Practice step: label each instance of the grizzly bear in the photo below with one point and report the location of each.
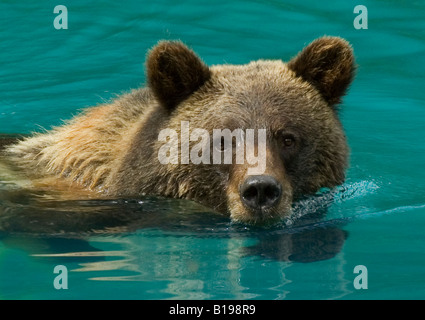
(113, 149)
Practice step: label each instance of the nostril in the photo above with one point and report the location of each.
(260, 192)
(250, 193)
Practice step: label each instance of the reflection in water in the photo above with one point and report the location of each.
(176, 246)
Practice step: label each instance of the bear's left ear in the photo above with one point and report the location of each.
(328, 64)
(174, 72)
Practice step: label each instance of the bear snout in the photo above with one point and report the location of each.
(260, 193)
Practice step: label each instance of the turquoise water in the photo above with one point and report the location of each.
(166, 249)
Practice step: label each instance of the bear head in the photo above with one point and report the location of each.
(293, 105)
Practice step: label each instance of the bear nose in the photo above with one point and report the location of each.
(261, 192)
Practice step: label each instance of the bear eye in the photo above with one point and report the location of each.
(288, 141)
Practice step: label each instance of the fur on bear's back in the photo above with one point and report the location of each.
(88, 147)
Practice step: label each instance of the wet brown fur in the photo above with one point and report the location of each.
(113, 148)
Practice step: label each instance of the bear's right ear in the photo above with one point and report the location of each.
(174, 72)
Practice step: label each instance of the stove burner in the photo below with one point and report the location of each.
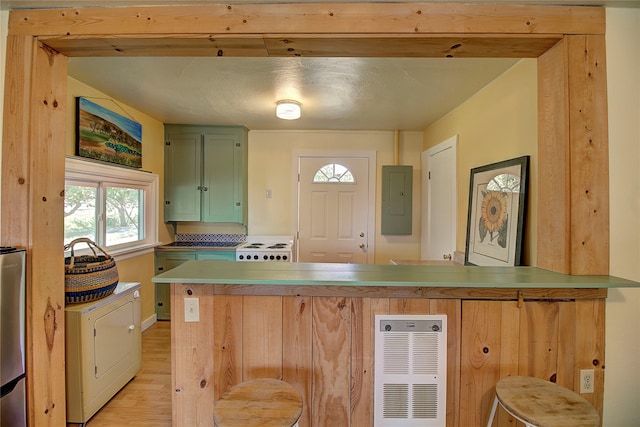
(277, 246)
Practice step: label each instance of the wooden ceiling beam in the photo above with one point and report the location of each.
(357, 18)
(360, 45)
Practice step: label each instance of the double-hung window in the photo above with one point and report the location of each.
(113, 206)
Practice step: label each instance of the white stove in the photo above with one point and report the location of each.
(265, 249)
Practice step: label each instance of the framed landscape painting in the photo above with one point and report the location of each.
(497, 207)
(107, 136)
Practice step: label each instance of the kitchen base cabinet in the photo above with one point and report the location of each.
(103, 350)
(324, 346)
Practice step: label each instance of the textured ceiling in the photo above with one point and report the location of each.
(336, 93)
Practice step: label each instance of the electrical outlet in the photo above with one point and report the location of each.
(586, 381)
(191, 309)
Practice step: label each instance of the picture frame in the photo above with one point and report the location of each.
(497, 207)
(104, 135)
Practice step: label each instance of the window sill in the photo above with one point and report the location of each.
(132, 252)
(122, 253)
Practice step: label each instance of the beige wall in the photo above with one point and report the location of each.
(622, 379)
(138, 269)
(270, 167)
(497, 123)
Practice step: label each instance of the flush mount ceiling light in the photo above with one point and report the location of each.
(287, 109)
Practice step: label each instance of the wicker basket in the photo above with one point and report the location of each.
(88, 277)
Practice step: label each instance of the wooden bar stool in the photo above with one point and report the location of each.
(265, 402)
(539, 403)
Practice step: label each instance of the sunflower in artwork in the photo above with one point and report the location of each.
(493, 217)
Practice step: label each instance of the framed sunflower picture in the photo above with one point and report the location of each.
(497, 207)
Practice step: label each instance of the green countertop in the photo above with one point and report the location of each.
(308, 274)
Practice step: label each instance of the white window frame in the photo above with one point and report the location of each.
(83, 172)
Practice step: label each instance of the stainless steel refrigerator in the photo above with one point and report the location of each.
(12, 339)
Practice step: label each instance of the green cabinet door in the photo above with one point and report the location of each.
(182, 175)
(206, 173)
(224, 177)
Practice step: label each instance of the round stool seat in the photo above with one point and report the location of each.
(545, 404)
(264, 402)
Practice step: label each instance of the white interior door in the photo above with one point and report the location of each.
(333, 209)
(439, 199)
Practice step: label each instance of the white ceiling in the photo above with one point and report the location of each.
(336, 93)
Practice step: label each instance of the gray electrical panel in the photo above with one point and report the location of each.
(397, 187)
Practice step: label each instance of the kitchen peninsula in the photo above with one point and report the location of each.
(312, 325)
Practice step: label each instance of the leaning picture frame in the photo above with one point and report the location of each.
(104, 135)
(496, 217)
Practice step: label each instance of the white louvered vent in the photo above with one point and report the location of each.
(410, 370)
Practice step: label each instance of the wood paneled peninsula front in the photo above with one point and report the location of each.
(312, 325)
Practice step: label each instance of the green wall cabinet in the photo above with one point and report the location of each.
(397, 188)
(165, 260)
(205, 173)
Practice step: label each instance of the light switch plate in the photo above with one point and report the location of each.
(191, 309)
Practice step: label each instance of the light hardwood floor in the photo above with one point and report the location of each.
(146, 400)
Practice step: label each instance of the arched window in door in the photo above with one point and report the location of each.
(333, 173)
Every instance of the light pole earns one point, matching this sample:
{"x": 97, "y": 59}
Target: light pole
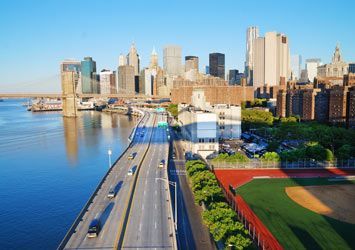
{"x": 172, "y": 183}
{"x": 109, "y": 152}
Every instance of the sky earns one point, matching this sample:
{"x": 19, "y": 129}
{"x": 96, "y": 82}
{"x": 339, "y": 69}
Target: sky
{"x": 36, "y": 35}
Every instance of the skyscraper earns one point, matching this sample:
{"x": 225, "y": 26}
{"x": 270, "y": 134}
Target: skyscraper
{"x": 126, "y": 82}
{"x": 172, "y": 60}
{"x": 191, "y": 62}
{"x": 217, "y": 65}
{"x": 296, "y": 62}
{"x": 312, "y": 67}
{"x": 271, "y": 59}
{"x": 122, "y": 60}
{"x": 107, "y": 82}
{"x": 352, "y": 68}
{"x": 252, "y": 34}
{"x": 88, "y": 76}
{"x": 153, "y": 59}
{"x": 191, "y": 68}
{"x": 133, "y": 59}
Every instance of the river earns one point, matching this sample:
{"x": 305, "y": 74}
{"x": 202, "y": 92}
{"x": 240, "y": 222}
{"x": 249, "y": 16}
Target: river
{"x": 49, "y": 167}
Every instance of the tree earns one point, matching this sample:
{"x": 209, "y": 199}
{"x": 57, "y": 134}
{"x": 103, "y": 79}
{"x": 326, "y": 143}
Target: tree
{"x": 252, "y": 118}
{"x": 195, "y": 169}
{"x": 202, "y": 179}
{"x": 270, "y": 156}
{"x": 173, "y": 109}
{"x": 345, "y": 152}
{"x": 273, "y": 146}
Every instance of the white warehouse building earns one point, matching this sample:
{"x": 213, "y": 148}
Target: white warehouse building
{"x": 203, "y": 125}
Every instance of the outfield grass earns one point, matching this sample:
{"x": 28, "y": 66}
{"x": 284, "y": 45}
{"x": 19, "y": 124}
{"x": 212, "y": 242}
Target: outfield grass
{"x": 294, "y": 226}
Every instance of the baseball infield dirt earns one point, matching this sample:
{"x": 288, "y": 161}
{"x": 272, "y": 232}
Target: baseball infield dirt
{"x": 335, "y": 201}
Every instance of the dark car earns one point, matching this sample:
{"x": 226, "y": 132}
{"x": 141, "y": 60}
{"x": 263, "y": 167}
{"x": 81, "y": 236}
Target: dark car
{"x": 94, "y": 228}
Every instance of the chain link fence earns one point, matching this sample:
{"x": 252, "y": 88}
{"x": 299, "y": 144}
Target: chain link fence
{"x": 283, "y": 164}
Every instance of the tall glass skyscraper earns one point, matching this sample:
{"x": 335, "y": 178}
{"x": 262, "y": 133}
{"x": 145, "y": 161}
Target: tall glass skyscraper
{"x": 88, "y": 76}
{"x": 217, "y": 65}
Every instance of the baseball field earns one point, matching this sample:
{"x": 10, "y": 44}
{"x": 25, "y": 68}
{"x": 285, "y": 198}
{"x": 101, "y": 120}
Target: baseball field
{"x": 305, "y": 213}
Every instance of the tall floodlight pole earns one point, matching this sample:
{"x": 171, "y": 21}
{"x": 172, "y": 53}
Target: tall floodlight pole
{"x": 109, "y": 152}
{"x": 172, "y": 183}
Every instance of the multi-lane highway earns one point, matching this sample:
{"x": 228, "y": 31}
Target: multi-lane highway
{"x": 150, "y": 223}
{"x": 140, "y": 214}
{"x": 111, "y": 211}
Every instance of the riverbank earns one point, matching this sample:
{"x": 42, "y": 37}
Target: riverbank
{"x": 50, "y": 165}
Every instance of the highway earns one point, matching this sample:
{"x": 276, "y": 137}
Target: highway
{"x": 111, "y": 211}
{"x": 150, "y": 224}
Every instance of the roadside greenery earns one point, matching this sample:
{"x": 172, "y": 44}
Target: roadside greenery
{"x": 235, "y": 158}
{"x": 252, "y": 118}
{"x": 257, "y": 102}
{"x": 312, "y": 150}
{"x": 332, "y": 142}
{"x": 220, "y": 219}
{"x": 270, "y": 157}
{"x": 173, "y": 109}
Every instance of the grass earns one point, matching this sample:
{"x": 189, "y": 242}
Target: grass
{"x": 296, "y": 227}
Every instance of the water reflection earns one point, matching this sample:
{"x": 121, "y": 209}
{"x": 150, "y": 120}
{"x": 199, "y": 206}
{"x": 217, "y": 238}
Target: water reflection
{"x": 91, "y": 128}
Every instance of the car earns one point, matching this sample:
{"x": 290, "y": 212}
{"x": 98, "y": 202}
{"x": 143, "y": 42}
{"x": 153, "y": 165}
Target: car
{"x": 131, "y": 156}
{"x": 94, "y": 228}
{"x": 132, "y": 170}
{"x": 112, "y": 193}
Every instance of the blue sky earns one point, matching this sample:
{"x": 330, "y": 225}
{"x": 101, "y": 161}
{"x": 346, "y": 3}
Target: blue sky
{"x": 35, "y": 35}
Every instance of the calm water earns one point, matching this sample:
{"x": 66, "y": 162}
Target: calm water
{"x": 49, "y": 166}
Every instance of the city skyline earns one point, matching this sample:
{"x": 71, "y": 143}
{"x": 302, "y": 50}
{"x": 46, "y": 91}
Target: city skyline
{"x": 47, "y": 43}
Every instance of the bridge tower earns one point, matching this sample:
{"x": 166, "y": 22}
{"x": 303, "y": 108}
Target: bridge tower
{"x": 69, "y": 82}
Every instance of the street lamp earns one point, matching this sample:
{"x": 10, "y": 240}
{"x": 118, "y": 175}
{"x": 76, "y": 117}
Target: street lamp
{"x": 109, "y": 152}
{"x": 172, "y": 183}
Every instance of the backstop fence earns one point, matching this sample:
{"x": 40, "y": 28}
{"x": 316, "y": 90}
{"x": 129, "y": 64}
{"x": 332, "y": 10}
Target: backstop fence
{"x": 261, "y": 236}
{"x": 283, "y": 164}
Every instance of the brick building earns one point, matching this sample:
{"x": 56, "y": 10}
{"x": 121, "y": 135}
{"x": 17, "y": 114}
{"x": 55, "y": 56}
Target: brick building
{"x": 350, "y": 121}
{"x": 337, "y": 104}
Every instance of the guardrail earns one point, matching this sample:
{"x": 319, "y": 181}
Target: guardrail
{"x": 171, "y": 208}
{"x": 284, "y": 164}
{"x": 123, "y": 224}
{"x": 89, "y": 202}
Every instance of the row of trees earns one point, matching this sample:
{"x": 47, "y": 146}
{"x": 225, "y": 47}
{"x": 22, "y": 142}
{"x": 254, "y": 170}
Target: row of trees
{"x": 340, "y": 141}
{"x": 218, "y": 216}
{"x": 234, "y": 158}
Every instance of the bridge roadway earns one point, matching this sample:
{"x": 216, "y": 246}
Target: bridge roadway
{"x": 110, "y": 211}
{"x": 150, "y": 224}
{"x": 59, "y": 95}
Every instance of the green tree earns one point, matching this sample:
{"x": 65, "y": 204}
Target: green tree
{"x": 195, "y": 169}
{"x": 345, "y": 152}
{"x": 173, "y": 109}
{"x": 270, "y": 156}
{"x": 273, "y": 146}
{"x": 252, "y": 118}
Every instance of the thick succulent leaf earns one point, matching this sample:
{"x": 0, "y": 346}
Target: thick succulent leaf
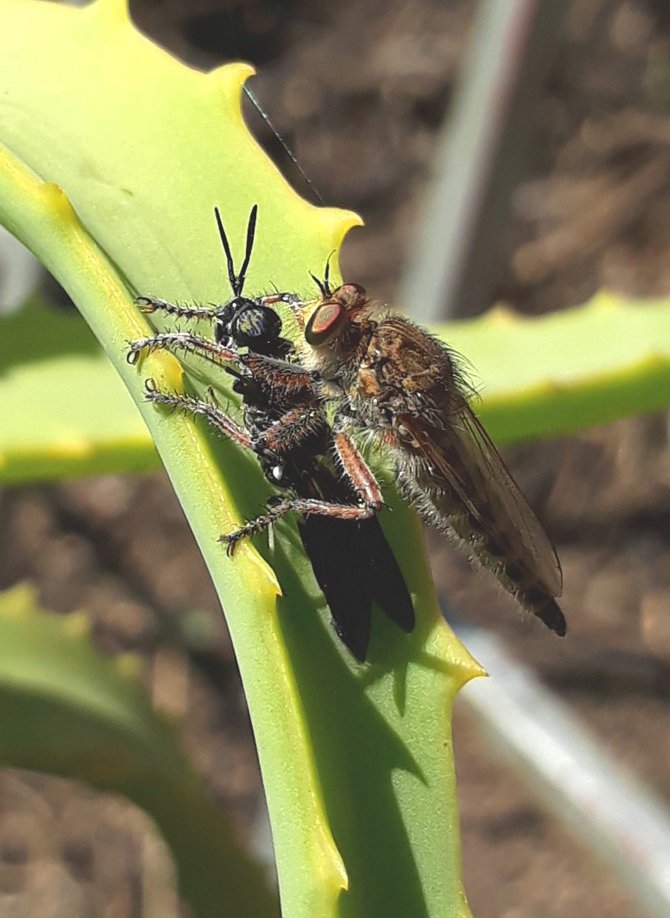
{"x": 114, "y": 155}
{"x": 536, "y": 377}
{"x": 68, "y": 710}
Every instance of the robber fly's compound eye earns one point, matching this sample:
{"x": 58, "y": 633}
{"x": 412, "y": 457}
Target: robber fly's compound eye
{"x": 325, "y": 322}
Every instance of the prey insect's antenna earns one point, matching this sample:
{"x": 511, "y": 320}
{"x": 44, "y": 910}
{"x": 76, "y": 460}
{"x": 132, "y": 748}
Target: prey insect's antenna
{"x": 237, "y": 280}
{"x": 324, "y": 285}
{"x": 291, "y": 155}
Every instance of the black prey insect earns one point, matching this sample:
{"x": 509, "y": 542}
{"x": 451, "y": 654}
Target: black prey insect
{"x": 285, "y": 425}
{"x": 389, "y": 377}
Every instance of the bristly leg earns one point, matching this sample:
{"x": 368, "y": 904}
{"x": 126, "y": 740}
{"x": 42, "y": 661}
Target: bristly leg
{"x": 303, "y": 506}
{"x": 185, "y": 341}
{"x": 148, "y": 305}
{"x": 210, "y": 411}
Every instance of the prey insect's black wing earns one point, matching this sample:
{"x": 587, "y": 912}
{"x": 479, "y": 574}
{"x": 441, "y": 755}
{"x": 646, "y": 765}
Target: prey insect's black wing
{"x": 344, "y": 581}
{"x": 354, "y": 566}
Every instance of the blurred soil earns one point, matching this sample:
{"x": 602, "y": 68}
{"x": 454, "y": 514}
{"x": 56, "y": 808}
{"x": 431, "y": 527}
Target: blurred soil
{"x": 359, "y": 90}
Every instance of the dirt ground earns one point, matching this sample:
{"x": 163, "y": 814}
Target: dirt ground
{"x": 592, "y": 211}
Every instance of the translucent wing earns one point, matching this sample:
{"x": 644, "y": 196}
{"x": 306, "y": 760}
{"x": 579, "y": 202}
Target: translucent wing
{"x": 477, "y": 482}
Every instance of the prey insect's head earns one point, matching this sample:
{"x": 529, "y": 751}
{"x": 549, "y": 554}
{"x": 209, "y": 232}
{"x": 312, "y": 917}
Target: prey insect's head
{"x": 334, "y": 313}
{"x": 248, "y": 323}
{"x": 243, "y": 321}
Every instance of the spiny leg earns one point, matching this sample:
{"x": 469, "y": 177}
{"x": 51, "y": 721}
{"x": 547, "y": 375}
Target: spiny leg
{"x": 209, "y": 410}
{"x": 305, "y": 506}
{"x": 185, "y": 341}
{"x": 271, "y": 371}
{"x": 149, "y": 304}
{"x": 358, "y": 471}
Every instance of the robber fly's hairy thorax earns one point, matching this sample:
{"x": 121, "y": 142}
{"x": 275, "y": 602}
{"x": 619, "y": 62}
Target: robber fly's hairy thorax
{"x": 285, "y": 425}
{"x": 393, "y": 379}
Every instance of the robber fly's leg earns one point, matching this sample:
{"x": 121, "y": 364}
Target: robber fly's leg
{"x": 290, "y": 299}
{"x": 358, "y": 471}
{"x": 305, "y": 506}
{"x": 148, "y": 304}
{"x": 185, "y": 341}
{"x": 292, "y": 429}
{"x": 218, "y": 419}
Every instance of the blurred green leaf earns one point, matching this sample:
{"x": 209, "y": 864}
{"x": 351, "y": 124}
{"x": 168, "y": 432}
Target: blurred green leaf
{"x": 66, "y": 412}
{"x": 68, "y": 710}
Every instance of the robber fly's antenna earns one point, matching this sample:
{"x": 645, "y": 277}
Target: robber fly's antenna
{"x": 324, "y": 285}
{"x": 291, "y": 155}
{"x": 237, "y": 280}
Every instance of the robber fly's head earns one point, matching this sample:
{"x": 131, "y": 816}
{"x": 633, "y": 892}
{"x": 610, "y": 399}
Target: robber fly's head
{"x": 337, "y": 317}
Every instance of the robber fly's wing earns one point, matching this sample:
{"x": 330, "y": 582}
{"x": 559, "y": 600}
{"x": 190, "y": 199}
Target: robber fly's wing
{"x": 462, "y": 454}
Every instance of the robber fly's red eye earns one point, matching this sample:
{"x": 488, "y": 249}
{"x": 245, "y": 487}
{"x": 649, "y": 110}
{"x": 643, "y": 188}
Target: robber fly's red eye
{"x": 325, "y": 322}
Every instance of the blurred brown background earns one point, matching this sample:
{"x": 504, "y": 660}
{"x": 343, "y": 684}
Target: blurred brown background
{"x": 359, "y": 91}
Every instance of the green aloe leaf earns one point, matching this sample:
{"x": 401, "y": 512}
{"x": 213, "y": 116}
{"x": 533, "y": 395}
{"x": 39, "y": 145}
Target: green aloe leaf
{"x": 67, "y": 709}
{"x": 536, "y": 377}
{"x": 113, "y": 157}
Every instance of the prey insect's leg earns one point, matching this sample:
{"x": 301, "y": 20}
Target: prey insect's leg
{"x": 209, "y": 410}
{"x": 306, "y": 506}
{"x": 270, "y": 371}
{"x": 194, "y": 344}
{"x": 148, "y": 304}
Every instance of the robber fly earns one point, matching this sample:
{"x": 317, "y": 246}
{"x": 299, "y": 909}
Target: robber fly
{"x": 394, "y": 380}
{"x": 286, "y": 427}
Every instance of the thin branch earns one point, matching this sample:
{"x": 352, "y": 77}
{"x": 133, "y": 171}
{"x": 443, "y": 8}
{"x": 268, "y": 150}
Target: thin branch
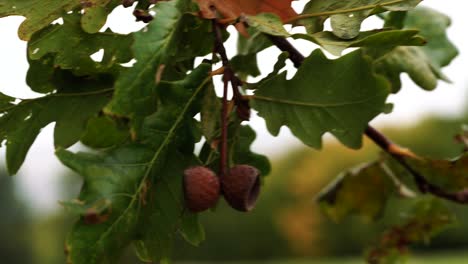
{"x": 219, "y": 48}
{"x": 379, "y": 139}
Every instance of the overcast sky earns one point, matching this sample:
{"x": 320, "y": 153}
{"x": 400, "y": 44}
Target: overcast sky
{"x": 39, "y": 173}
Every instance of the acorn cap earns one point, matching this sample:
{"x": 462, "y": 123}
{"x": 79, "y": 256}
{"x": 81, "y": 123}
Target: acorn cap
{"x": 241, "y": 187}
{"x": 201, "y": 188}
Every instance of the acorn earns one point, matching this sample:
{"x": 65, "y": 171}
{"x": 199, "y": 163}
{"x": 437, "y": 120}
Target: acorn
{"x": 201, "y": 188}
{"x": 241, "y": 187}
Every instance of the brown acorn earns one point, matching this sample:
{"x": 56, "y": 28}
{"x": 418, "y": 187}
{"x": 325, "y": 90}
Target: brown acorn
{"x": 201, "y": 188}
{"x": 241, "y": 187}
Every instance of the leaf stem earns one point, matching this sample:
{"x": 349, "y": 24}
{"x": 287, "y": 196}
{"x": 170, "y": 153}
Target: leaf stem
{"x": 381, "y": 140}
{"x": 219, "y": 48}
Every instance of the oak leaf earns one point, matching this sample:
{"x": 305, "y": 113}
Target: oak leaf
{"x": 232, "y": 9}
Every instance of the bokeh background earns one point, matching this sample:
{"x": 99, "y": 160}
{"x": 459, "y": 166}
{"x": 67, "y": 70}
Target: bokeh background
{"x": 286, "y": 226}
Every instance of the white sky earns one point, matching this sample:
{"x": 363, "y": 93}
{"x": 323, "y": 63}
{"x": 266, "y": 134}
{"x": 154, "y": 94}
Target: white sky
{"x": 41, "y": 170}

What is being asked: Everything from the line containing "Every instance of the leaf" to the end of the records must be written out exactly; include both of those lines and no others.

Solution to the problem:
Every instance of the leaf stem earns one point, matching this sample:
{"x": 349, "y": 24}
{"x": 287, "y": 196}
{"x": 170, "y": 153}
Target: leaf stem
{"x": 381, "y": 140}
{"x": 219, "y": 48}
Every instance of the oak leaf earns one point, matching this sample:
{"x": 305, "y": 113}
Target: oak leaf
{"x": 232, "y": 9}
Every instance of the bokeh background earns one point, matching this sample:
{"x": 99, "y": 160}
{"x": 459, "y": 166}
{"x": 67, "y": 70}
Target: bokeh background
{"x": 286, "y": 226}
Every instance of the white sky earns one point, matching this sample:
{"x": 363, "y": 93}
{"x": 323, "y": 63}
{"x": 266, "y": 134}
{"x": 154, "y": 94}
Target: white sky
{"x": 41, "y": 170}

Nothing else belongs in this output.